**What to work on:** Print the data that follows exactly, leaving nothing out.

**Records from a data collection:**

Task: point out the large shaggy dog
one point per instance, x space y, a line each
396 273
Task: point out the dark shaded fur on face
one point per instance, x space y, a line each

**Solution to this problem:**
Task: point out the large shaggy dog
one point per instance, x space y, a line each
396 273
Task: point out the dark shaded fur on face
one point per instance, x space y, a line each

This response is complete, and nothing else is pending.